Backing up analytical data

Scouter Analytics uses Ducklake to store events. Internally Ducklake manages a directory of parquet files that can be backed up with any filesystem-level backup tool, and catalogs them with a traditional relational database.

Catalog backups

Ducklake supports a few databases as the lakehouse catalog; however, Scouter Analytics is configured to use SQLite, thus any SQLite backup tool will work.

Consult the operations backup manual on configuring litestream.

The default location for the catalog is /var/lib/scouter/analytics/lakehouse/catalog.db

Data backups

Events are stored as industry standard parquet files, and can be backed up with any filesystem-level backup tool. One such option is rclone.

# /etc/systemd/system/scouter-analytics-backups-lakehouse-data.service
[Unit]
Descripton=Scouter Analytics Instance Lakehouse Data Backup
[Service]
Restart=on-failure
DynamicUser=yes
ProtectSystem=full
NoNewPrivileges=true
PrivateDevices=true
StateDirectory=scouter/analytics
Type=oneshot
Environment=AWS_ACCESS_KEY_ID=...
Environment=AWS_SECRET_KEY=...
Environment=BUCKET=...
ExecStart=/usr/bin/rclone \
copy \
--s3-env-auth=true \
--s3-endpoint=... \
--s3-provider=aws \
${STATE_DIRECTORY}/lakehouse/data/ \
:s3:${BUCKET}/lakehouse/data/

To trigger the service to run, use a systemd.timer unit

# /etc/systemd/system/scouter-analytics-backups-lakehouse-data.timer
[Unit]
Description=Scouter Analytics Lakehouse Data Backup Timer
[Timer]
OnActiveSec=0s
OnUnitActiveSec=24h

### [Task directions]
According to the backup page, which database is Scouter Analytics configured to use as its lakehouse catalog? The listing is not needed for any of the work.

### [Data lines]

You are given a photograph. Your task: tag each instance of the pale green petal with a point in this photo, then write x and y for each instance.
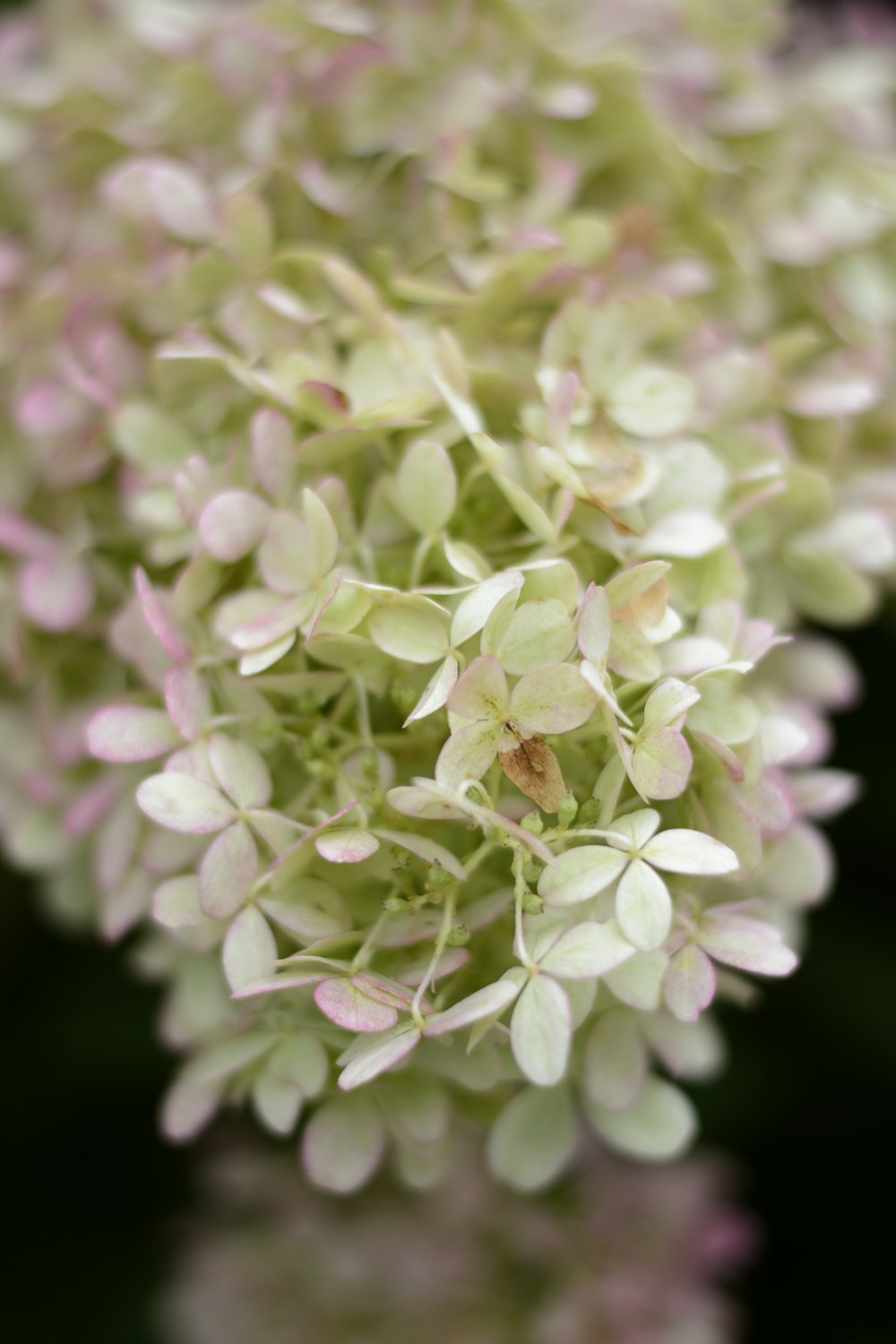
(533, 1139)
(552, 699)
(541, 1031)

### [Output below]
SQLite.